The results previously reported in Table 2 contained information about convergence when the Mplus default starting values were used. Figure 4 shows the percentages of the 500 replications with a four-class solution that successfully converged with the population values used as starting values for each class. As we noted previously, convergence is a major obstacle to fitting GMMs in empirical studies—even with good starting values—which is reflected in Fig. 4. Only 26% of GMMs converged when N = 500, and only 33% converged when N = 1,500. Good starting values made an improvement over the four-class values in Table 2, but the results still are troubling, considering that this is true model with the population values for the starting value of each class. The GMMC was again effective for convergence, as evidenced by the 68% and 100% convergence rates for GMMC in the N = 500 and N = 1,500 conditions, respectively. However, the covariance pattern approach led to the best convergence rates in Fig. 4, with 99% and 100% convergence in the N = 500 and N = 1,500 conditions, respectively. Coinciding with the argument that CPMMs reduce model complexity, the starting values made the smallest difference in convergence for the CPMMs, as compared to the GMMs or GMMCs.

Fig. 4
figure 4

Plot of the convergence rates from 500 replications of the four-class solution by model type and sample size condition. CPMM = covariance pattern mixture model, GMMC = growth mixture model with covariance parameters constrained to equality across classes, GMM = unconstrained growth mixture model

Though a helpful starting point, simply achieving convergence and obtaining estimated values in software output is not indicative of improved performance. The next subsection investigates the estimated trajectories of the classes to assess the quality of the estimates that are obtained from each model type once convergence is achieved.

• _Entries supplied_:
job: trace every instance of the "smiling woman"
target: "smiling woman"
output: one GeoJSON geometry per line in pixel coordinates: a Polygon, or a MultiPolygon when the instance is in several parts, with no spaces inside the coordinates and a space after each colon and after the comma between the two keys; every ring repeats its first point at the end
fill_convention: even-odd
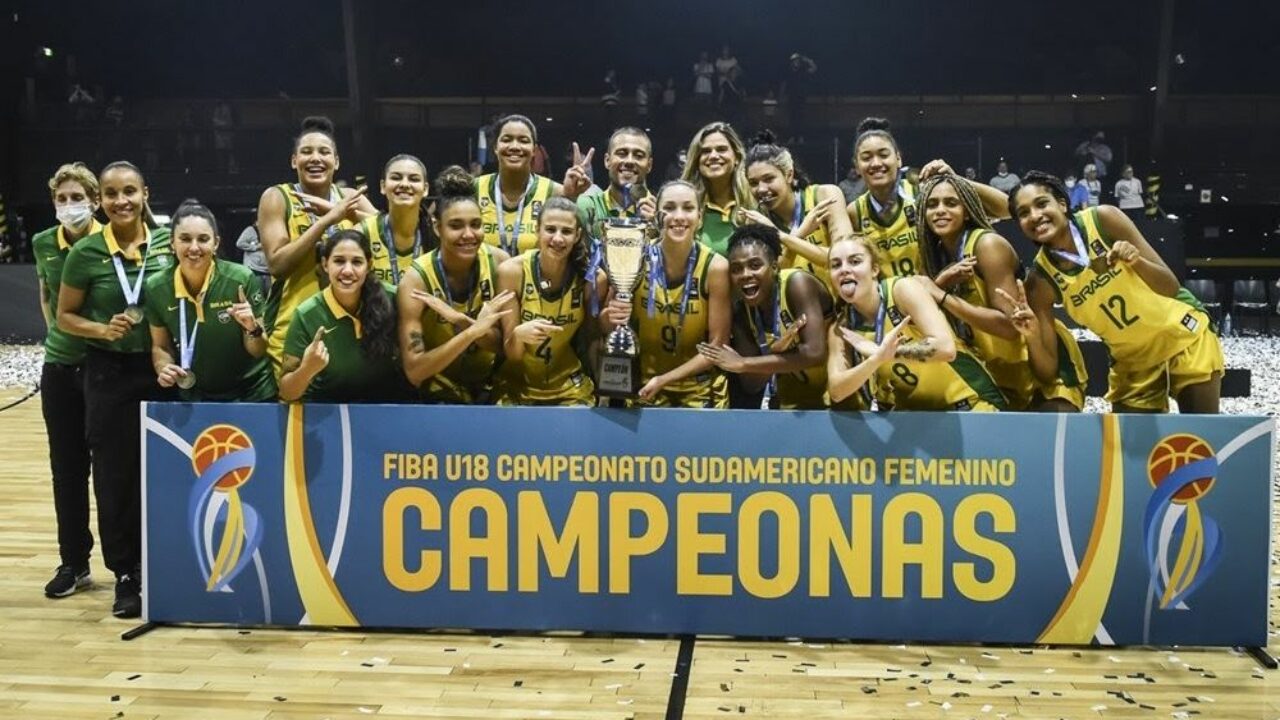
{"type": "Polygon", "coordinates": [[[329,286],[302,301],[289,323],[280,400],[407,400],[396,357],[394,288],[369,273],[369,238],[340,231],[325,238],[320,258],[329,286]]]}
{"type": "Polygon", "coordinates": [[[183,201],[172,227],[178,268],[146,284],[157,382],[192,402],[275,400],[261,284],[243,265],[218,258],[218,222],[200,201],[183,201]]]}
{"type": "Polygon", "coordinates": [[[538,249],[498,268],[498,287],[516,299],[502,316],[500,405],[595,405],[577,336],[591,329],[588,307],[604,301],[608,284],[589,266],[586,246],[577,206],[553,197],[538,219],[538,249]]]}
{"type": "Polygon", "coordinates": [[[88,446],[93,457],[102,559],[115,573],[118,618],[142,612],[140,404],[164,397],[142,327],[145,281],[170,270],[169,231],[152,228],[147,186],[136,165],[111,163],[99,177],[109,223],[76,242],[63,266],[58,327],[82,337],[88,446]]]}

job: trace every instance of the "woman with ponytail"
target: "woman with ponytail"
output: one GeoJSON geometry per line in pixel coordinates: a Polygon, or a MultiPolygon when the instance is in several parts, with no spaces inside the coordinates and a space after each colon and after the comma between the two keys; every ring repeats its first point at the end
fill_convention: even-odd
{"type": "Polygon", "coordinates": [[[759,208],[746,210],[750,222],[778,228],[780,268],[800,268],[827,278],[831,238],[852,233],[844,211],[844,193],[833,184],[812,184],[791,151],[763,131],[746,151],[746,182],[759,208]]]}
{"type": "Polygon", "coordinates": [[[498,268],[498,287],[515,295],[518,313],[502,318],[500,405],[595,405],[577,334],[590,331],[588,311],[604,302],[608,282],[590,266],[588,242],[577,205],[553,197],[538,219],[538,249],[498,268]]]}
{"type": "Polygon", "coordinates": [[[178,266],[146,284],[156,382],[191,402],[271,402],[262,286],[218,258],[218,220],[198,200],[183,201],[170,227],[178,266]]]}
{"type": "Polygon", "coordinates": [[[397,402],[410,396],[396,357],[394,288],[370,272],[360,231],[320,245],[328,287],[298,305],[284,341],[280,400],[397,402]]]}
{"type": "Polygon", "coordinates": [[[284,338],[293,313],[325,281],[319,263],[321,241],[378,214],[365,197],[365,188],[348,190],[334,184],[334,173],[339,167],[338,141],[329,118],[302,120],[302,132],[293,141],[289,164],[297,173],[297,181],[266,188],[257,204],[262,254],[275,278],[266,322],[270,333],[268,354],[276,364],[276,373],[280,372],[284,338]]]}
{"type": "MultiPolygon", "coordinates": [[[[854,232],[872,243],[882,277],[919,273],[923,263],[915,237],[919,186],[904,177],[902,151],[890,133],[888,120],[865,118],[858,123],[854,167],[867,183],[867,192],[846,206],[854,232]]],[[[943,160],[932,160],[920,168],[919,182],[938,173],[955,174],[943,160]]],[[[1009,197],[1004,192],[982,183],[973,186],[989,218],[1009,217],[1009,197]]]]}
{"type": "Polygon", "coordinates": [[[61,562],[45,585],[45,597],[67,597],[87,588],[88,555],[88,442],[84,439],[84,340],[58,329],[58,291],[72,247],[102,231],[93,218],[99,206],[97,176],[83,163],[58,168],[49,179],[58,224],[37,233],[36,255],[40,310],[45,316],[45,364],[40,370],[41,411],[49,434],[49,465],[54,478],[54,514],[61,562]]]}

• _Exercise_: Continue the text on convergence rates for growth mixture models, picking up right after its final sentence.

• _Task output_:
Trajectory bias

Figure 5 shows the class trajectories from each model type with a four-class solution, averaged over replications that converged for the N = 500 condition. We only present the N = 500 results in text for brevity, due to similarities across the conditions, but the bias for the N = 1,500 condition is available from the supplementary material, for interested readers.

Fig. 5
figure 5

Comparison of the true population average class trajectories (upper left) to the covariance pattern mixture model (CPMM, upper right), the unconstrained growth mixture model (GMM, lower left), and the constrained growth mixture model (GMMC, lower right) for the N = 500 condition

The generated population trajectories are shown in the upper left as a reference. The CPMM model, in the upper right, does not perfectly match the population trajectories—the recovery class slope, in solid gray, is noticeably steeper, and the delayed-onset class slope, in dashed gray, is noticeably flatter. In fact, the relative biases of these slopes and the unaffected-class slope, in solid black, exceed the 10% threshold typically used in simulation studies (Flora & Curran, 2004), though the intercept bias was negligible for all classes. Despite this bias, the four classes from the generating model are still rather clear: The “cat’s cradle” pattern is quite apparent, and the basic substantive interpretation of the classes is discernible.

The GMM and GMMC trajectories shown in the bottom panels, on the other hand, do not reflect the population trajectories very accurately. With both the GMM and the GMMC, the recovery class slope in solid grey goes in the wrong direction and increases over time whereas the delayed-onset class slope in dashed grey is essentially flat. The relative bias for the slopes in the recovery and delayed-onset classes in these model types ranged from – 120% to – 334%. Of ultimate importance, the class trajectories from either the GMM or the GMMC do not show the “cat’s cradle” pattern, and instead show four nearly horizontal lines. Though the GMMC helped improve convergence, as is noted in Fig. 4, the class trajectories produced by this model have the highest relative bias for all but one parameter (slope of the unaffected class, in solid black; the CPMM has the highest relative bias for this parameter).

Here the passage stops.